Page text →
Tag Archives: R

naijR 0.2.2

This post is to announce the arrival of naijR 0.2.2 on CRAN.

New S3 classes

This version of the package introduces the use of an object-oriented style to programming, making available constructors for states and lgas objects. To create instances of both classes, we pass a character vector of States or LGAs as appropriate. These constructors are somewhat permissive and do not perform strict accuracy checks. For that we have the functions is_state and is_lga.

Check for LGAs

There are 774 LGAs in the country and they are pivotal to any analytic tasks done with country data. They are also very often misspelt as any dataset taken from the wild would reveal. I have taken the pains to provide authoritative appellation for this tier of governance using government sources. This can be easily inspected in the inbuilt package dataset lgas_nigeria.

The new function is_lga will scan through a vector to check whether its elements have correctly spelt LGAs. Where poorly spelt ones are found, the function fix_region can be used to correct this. The method for lgas objects will attempt to do this automatically using partial matching. For example

> library(naijR)

> mylga <- c("Amuwo-Odofin", "Bukuru", "Askira-Uba")

> is_lga(mylga)
[1] TRUE FALSE FALSE

Fix mispelt regions

A major addition in the current version is the function fix_region, which helps a user to repair any misspelt adminstrative regions within a dataset. The function has methods for different kinds of regions i.e. States and Local Government Areas, which are optionally represented as the S3 objects states and lgas, respectively. However, the function also has a method for base character vectors, mainly for States, since they are not that many. To repair our vector my_lga, we will create an lgas object first and then pass it as an argument to fix_region.

> fixed <- fix_region(lgas(mylga))
Approximate match(es) not found for the following:
* Bukuru
Warning message:
In lgas(mylga) : One or more elements is not an LGA

> fixed
[1] "Amuwo-Odofin" "Bukuru"       "Askira/Uba"

The LGA Askira-Uba has been corrected to its correct spelling, Askira/Uba. However, a match could not be found for the element Bukuru. (Bukuru is actually the name of the headquarters of Jos South LGA of Plateau State). To continue attempting to repair our vector, we run fix_region in interactive mode

> fixed <- fix_region(lgas(mylga), interactive = TRUE)
Approximate match(es) not found for the following:
* Bukuru
Do you want to repair interactively? (Y/N): 

The user is prompted to continue interatively. To continue enter something like y.

Fixing ‘Bukuru’
Search pattern: buk
Select the LGA 

1: Bukkuyum
2: Retry
3: Skip
4: Quit

We are searching for options using the search term buk and only one option was returned i.e. Bukkuyum. Unfortunately, that’s not the one we are looking for so we will enter 2 and run the search again, by passing only bu

Selection: 2
Search pattern: bu
Select the LGA 

 1: Buruku                         2: Akpabuyo                    
 3: Obubra                         4: Obudu                       
 5: Burutu                         6: Abuja Municipal Area Council
 7: Babura                         8: Buji                        
 9: Bunkure                       10: Sabuwa                      
11: Bunza                         12: Kabba/Bunu                  
13: Ijebu East                    14: Ijebu North                 
15: Ijebu North East              16: Ijebu Ode                   
17: Abua/Odual                    18: Tambuwal                    
19: Bursari                       20: Bukkuyum                    
21: Bungudu                       22: Retry                       
23: Skip                          24: Quit      
                  

The LGA I wanted to select was Buruku, so I pick option 1

Selection: 1
Warning message:
In lgas(mylga) : One or more elements is not an LGA

> fixed
[1] "Amuwo-Odofin" "Buruku"       "Askira/Uba"

Data for the task →
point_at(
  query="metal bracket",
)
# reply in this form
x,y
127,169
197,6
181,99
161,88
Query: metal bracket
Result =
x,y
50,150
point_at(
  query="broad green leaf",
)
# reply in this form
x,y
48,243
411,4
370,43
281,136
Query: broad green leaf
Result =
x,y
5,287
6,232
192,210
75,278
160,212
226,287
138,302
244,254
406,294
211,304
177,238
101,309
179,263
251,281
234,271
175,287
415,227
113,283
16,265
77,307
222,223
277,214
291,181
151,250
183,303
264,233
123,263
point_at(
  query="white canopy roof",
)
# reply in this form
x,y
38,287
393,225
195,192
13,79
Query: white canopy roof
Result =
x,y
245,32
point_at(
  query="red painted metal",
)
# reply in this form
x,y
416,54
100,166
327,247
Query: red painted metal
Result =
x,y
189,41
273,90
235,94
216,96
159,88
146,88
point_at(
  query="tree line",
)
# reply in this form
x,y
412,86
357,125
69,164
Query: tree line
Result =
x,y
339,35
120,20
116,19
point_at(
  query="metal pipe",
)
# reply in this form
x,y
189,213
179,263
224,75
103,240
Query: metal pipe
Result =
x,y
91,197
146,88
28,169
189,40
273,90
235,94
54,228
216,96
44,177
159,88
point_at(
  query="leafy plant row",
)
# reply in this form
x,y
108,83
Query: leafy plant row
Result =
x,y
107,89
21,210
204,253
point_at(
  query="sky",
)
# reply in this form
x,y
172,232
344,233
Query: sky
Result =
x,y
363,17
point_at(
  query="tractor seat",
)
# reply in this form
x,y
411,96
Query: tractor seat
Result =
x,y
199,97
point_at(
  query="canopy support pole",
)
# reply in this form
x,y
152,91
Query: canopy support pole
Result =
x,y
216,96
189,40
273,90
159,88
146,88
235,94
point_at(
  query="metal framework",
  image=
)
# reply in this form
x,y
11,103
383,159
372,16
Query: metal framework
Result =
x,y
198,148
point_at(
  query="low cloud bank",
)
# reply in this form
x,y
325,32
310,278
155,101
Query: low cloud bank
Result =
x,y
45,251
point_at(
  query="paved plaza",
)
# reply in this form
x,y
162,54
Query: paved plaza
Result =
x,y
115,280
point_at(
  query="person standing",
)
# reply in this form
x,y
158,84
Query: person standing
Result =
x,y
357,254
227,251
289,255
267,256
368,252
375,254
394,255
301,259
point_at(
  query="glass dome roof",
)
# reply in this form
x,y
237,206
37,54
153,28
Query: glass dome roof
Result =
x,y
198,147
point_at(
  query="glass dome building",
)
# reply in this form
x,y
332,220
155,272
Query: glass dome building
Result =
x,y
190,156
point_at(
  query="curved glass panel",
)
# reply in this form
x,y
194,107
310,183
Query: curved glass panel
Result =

* * *

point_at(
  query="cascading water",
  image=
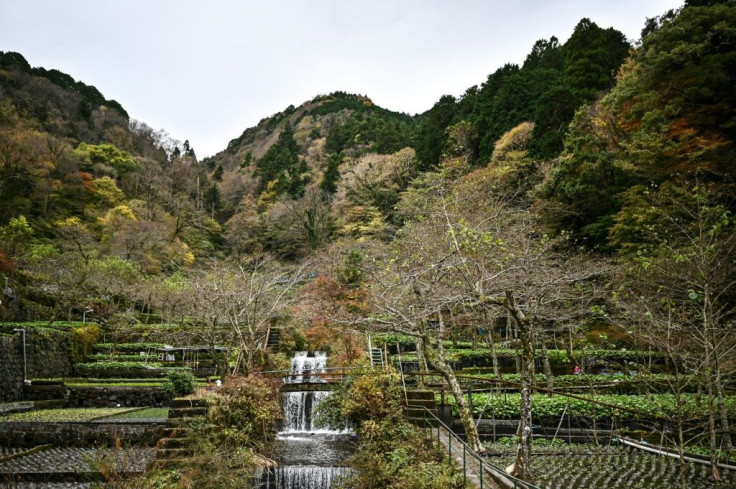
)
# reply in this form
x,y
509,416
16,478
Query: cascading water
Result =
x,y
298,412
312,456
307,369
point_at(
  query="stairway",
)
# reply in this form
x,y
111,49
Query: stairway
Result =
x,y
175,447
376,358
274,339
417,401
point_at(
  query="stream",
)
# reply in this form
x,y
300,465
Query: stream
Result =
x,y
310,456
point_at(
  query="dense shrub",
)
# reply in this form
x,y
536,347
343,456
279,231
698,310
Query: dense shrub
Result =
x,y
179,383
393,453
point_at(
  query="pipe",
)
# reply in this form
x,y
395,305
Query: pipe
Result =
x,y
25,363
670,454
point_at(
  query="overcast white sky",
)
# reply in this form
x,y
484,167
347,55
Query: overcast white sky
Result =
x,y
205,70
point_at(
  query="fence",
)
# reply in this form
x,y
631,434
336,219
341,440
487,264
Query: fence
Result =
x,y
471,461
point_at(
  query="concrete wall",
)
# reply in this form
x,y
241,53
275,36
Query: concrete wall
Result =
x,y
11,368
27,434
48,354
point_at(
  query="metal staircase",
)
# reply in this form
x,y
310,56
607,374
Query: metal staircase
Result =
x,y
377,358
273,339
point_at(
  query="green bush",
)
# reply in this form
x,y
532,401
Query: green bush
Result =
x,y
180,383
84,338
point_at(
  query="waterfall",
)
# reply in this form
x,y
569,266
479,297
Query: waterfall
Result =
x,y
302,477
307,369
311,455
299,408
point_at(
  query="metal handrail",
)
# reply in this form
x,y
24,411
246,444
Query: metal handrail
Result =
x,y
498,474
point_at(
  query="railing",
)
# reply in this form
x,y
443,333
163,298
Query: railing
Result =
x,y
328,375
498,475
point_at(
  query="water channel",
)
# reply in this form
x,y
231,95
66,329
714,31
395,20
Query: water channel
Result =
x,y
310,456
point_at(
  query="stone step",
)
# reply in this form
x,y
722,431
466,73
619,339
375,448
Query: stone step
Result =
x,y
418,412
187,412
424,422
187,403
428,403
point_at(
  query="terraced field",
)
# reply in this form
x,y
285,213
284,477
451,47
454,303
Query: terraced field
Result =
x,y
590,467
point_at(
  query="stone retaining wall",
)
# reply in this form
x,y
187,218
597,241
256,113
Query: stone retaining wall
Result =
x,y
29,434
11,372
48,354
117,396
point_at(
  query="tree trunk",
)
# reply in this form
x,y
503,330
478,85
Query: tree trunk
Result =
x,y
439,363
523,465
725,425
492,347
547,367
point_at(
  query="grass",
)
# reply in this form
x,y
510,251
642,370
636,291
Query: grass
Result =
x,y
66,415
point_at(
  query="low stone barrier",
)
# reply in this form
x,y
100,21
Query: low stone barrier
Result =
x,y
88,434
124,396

...

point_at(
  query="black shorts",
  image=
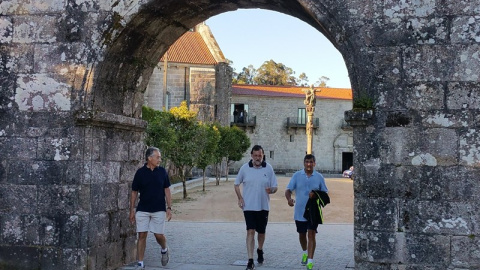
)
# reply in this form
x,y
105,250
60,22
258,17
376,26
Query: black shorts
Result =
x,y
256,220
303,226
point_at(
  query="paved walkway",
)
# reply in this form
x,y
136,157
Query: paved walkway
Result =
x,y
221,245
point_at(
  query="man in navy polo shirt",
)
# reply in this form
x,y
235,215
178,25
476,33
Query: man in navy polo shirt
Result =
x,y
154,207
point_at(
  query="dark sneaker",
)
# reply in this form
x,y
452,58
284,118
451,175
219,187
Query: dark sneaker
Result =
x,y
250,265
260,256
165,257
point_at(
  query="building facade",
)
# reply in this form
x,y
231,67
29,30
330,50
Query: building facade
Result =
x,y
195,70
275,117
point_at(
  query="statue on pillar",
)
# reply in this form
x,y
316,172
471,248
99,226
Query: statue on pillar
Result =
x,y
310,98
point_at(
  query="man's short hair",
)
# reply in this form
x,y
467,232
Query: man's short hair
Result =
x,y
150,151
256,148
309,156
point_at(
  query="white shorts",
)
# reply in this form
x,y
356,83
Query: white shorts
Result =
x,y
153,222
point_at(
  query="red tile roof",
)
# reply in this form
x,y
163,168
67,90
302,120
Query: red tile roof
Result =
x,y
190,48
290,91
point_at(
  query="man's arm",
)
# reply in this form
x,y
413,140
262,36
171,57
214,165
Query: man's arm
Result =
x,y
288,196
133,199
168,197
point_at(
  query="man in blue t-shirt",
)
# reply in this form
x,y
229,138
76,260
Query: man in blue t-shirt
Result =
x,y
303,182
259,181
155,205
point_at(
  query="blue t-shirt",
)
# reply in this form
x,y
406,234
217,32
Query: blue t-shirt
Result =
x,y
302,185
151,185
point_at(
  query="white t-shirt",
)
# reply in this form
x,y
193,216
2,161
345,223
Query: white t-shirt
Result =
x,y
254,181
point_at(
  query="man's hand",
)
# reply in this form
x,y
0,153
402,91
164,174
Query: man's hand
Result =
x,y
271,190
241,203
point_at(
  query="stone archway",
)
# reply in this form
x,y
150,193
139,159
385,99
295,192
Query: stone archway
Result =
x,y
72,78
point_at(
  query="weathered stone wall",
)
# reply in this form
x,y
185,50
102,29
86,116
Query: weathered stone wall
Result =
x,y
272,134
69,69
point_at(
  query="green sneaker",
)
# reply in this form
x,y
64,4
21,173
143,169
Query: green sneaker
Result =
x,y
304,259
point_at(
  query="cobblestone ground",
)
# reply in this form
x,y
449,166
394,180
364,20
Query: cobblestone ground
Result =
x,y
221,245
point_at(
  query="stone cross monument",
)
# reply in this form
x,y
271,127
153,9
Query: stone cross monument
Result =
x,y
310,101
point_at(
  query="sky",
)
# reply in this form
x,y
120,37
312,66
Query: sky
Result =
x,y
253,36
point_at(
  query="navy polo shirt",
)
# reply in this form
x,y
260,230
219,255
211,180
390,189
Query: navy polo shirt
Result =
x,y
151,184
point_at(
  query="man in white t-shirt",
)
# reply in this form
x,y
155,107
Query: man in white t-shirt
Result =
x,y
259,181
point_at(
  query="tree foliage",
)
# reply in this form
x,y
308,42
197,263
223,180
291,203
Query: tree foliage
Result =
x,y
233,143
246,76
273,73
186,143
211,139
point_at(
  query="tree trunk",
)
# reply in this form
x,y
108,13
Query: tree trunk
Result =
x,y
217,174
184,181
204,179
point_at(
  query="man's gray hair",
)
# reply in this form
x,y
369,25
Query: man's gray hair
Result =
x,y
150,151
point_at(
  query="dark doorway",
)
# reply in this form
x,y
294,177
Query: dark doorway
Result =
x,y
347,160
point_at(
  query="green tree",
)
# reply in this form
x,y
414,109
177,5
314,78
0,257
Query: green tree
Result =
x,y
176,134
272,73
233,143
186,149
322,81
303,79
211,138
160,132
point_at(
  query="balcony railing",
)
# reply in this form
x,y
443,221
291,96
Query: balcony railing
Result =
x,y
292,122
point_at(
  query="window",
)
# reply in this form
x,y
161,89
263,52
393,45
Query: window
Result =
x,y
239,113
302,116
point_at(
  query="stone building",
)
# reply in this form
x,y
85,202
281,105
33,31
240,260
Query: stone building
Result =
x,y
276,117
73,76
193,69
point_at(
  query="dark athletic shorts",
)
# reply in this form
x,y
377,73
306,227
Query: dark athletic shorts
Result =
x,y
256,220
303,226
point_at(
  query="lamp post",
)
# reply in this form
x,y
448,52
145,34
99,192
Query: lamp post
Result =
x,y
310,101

Short problem A → In the naijR announcement, why does fix_region have a method for base character vectors that is mainly for States?
Short problem B → List every line in the rows that contains the string "cloud", treating uppercase and lowercase as different.
The rows have no connection to the naijR announcement.

Right answer A → It is mainly for States because there are not that many of them.

Right answer B →
  query="low cloud bank",
Query: low cloud bank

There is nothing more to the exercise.